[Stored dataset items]
--
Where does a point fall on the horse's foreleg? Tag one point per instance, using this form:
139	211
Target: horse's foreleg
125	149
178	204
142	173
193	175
--
• _Task details_
Your answer should be all of the records, transcribed exactly.

• _Written answer_
Where does a point fall on the horse's foreleg? Tag one point per instance, using this form:
139	211
Target: horse's foreleg
125	149
178	204
142	173
193	175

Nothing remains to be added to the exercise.